Task statement: Every line below that holds the string "target" should be copied.

Supplied information:
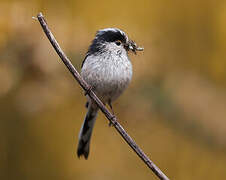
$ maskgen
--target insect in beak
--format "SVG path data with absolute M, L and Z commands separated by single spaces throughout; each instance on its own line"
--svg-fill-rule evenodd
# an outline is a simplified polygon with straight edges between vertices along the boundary
M 125 45 L 125 47 L 128 51 L 131 50 L 134 54 L 136 54 L 136 51 L 144 50 L 144 48 L 137 46 L 137 44 L 132 40 L 129 40 L 129 42 Z

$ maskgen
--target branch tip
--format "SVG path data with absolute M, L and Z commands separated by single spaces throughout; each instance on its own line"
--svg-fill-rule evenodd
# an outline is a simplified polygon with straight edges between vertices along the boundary
M 39 17 L 44 17 L 41 12 L 38 13 L 38 15 L 37 15 L 37 18 L 39 18 Z
M 34 19 L 34 20 L 38 20 L 38 18 L 36 18 L 36 17 L 34 17 L 34 16 L 32 16 L 31 18 Z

Response to the exercise:
--target insect in beak
--target branch tip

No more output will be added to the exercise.